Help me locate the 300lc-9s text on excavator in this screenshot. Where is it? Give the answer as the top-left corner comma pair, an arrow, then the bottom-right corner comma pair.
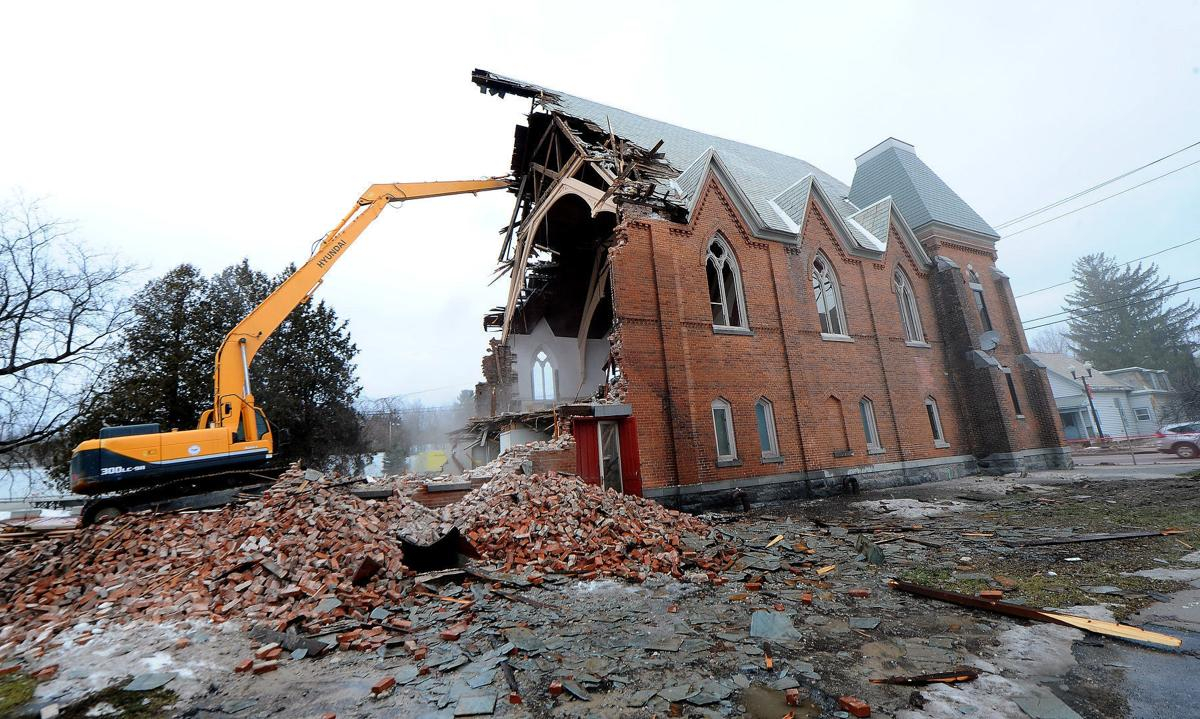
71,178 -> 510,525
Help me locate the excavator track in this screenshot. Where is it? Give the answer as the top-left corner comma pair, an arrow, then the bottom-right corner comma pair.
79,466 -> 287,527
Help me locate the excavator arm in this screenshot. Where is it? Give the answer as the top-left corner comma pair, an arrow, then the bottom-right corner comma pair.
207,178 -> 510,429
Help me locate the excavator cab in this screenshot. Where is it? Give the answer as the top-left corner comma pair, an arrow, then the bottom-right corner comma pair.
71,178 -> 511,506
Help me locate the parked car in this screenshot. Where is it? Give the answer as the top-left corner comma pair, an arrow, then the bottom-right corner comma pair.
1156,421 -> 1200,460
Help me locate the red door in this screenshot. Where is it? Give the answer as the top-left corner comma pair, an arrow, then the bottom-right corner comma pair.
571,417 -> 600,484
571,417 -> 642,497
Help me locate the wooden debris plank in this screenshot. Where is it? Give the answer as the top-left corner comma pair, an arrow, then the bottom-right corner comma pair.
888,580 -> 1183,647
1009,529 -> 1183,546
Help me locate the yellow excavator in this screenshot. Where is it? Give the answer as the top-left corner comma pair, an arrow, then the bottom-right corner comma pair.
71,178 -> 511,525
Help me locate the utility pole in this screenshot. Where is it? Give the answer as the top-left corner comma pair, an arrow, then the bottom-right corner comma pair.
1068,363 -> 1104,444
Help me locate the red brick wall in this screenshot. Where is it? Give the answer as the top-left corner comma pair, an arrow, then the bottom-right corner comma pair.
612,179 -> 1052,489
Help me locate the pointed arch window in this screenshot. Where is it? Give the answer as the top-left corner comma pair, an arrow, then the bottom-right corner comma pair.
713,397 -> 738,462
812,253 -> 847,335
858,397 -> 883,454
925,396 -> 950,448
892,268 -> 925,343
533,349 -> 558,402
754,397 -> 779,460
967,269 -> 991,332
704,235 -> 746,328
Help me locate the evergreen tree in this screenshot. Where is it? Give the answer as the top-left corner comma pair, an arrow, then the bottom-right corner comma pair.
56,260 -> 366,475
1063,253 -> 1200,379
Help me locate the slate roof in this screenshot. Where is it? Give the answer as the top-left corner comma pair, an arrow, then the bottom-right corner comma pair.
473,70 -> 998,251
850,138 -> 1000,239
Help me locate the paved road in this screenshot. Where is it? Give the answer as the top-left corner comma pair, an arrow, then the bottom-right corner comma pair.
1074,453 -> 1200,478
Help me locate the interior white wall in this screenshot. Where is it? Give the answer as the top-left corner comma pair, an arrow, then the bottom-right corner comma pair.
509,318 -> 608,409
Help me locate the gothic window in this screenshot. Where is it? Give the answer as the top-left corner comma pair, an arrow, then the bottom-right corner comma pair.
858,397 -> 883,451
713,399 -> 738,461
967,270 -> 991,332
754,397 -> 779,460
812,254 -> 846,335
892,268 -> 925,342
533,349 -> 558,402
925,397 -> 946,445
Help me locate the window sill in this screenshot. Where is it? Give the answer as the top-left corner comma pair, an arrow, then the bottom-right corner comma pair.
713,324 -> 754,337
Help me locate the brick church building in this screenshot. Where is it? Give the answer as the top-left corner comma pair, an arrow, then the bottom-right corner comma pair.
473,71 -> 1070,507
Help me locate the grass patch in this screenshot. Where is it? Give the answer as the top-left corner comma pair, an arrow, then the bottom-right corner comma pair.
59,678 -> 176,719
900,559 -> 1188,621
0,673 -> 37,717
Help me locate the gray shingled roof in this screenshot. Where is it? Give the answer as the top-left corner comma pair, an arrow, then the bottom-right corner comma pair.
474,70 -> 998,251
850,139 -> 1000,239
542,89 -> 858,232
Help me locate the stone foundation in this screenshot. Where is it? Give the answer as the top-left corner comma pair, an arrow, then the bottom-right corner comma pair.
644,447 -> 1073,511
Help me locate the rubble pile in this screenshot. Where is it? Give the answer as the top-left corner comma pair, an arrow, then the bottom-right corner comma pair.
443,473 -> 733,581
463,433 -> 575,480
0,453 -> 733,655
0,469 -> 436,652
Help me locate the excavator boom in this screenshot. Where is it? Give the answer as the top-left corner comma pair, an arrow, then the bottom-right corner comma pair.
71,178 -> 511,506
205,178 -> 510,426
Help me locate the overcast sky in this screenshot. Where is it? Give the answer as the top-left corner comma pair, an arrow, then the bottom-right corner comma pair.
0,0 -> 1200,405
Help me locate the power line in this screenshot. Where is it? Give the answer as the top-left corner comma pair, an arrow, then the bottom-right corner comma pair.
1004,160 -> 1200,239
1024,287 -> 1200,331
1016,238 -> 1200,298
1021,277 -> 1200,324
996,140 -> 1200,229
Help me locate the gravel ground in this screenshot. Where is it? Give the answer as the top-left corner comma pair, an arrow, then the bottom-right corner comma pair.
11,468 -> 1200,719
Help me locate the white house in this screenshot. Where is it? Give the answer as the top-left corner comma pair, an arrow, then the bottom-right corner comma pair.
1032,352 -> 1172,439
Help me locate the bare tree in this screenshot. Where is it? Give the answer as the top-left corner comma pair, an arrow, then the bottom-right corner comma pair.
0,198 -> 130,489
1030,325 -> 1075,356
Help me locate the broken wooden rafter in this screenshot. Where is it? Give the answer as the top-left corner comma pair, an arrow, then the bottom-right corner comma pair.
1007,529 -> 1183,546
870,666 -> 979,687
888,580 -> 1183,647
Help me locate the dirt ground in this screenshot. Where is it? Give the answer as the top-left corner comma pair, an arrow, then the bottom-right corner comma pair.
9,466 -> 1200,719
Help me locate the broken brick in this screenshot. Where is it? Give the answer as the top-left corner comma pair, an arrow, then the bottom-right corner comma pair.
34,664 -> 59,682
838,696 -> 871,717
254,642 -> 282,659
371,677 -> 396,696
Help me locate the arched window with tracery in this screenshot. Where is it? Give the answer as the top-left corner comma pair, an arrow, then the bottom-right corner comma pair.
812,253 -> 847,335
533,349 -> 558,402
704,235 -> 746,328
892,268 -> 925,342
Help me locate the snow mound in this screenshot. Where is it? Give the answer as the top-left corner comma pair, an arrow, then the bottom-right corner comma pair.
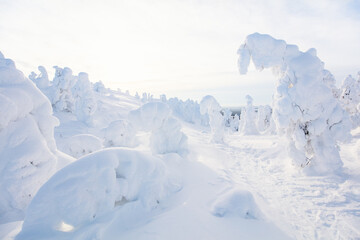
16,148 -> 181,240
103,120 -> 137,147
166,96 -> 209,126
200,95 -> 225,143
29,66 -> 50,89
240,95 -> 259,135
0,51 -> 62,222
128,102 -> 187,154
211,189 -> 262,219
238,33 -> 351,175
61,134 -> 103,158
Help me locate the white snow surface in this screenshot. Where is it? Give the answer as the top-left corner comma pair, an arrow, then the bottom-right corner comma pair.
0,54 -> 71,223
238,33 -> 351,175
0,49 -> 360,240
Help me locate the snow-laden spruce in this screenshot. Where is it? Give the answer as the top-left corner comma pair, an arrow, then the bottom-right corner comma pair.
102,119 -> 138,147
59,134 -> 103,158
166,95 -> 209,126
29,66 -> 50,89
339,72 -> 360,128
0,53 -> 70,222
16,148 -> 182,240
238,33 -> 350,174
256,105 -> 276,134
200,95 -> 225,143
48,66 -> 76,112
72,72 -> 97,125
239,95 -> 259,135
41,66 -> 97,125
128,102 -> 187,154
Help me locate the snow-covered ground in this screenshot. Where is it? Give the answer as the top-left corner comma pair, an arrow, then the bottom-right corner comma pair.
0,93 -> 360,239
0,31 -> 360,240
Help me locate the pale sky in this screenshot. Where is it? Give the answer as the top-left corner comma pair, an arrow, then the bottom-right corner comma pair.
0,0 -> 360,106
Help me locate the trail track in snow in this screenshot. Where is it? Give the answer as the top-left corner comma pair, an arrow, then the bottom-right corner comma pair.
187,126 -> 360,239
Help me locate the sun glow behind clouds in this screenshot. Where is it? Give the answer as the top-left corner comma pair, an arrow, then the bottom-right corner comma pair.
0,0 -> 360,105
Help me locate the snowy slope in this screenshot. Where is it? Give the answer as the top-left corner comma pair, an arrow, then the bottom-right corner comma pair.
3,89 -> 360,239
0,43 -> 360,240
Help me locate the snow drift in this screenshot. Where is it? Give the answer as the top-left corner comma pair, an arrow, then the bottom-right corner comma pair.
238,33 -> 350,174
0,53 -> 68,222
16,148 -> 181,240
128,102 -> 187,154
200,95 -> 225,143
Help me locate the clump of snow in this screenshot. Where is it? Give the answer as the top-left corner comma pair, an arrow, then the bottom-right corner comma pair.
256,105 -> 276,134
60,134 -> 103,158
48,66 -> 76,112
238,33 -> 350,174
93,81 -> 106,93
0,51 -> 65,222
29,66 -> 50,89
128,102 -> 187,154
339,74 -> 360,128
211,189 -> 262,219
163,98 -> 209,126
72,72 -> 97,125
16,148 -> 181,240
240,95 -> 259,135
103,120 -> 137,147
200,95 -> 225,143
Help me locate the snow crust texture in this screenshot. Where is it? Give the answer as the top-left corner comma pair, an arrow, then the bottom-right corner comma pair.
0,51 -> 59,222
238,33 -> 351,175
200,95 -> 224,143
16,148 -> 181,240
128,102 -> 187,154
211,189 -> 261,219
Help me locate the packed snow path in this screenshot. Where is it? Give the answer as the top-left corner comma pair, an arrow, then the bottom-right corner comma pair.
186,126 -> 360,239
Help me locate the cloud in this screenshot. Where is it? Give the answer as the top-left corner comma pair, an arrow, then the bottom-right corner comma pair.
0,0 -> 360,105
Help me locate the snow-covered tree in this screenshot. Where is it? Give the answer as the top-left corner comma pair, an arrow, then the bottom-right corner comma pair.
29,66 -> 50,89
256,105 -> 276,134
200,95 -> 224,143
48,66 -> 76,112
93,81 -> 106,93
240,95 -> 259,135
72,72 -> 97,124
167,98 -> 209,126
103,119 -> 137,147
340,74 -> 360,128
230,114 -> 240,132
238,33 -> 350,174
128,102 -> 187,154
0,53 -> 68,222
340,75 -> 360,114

# WRITTEN REQUEST
Lay out the records from the line with "Help me locate the clump" up to and including the line with "186,126 -> 360,239" as a two-column CSV with the headers text and response. Each row should hold one record's text and its full answer, with each field in double quotes and any line breaks replaced by spaces.

# EXERCISE OUTPUT
text,response
"Help me locate the clump of snow in this screenshot. Where is it? Give the answer as the top-left corner comma pair, an arrow, then the bottom-right corner comma pair.","256,105 -> 276,134 60,134 -> 103,158 48,66 -> 76,112 238,33 -> 350,174 93,81 -> 106,93 0,51 -> 65,222 29,66 -> 50,89 128,102 -> 187,154 339,74 -> 360,128 211,189 -> 262,219 163,98 -> 209,126 72,72 -> 97,125 16,148 -> 181,240 240,95 -> 259,135 103,120 -> 137,147 200,95 -> 225,143"
"Help me locate the snow crust texture in this screenshot. Where is it? Give the answer as the top-left corner comma pair, an arrow, then the bottom-right corner comma pair.","0,51 -> 59,222 238,33 -> 351,175 200,95 -> 224,143 16,148 -> 181,240 128,102 -> 187,154 211,189 -> 261,219"
"Help me locate the packed snow path in this screenshot. Where is it? Give the answer as the top-left corner comma pair, an arrow, then the bottom-right corner comma pair.","186,126 -> 360,239"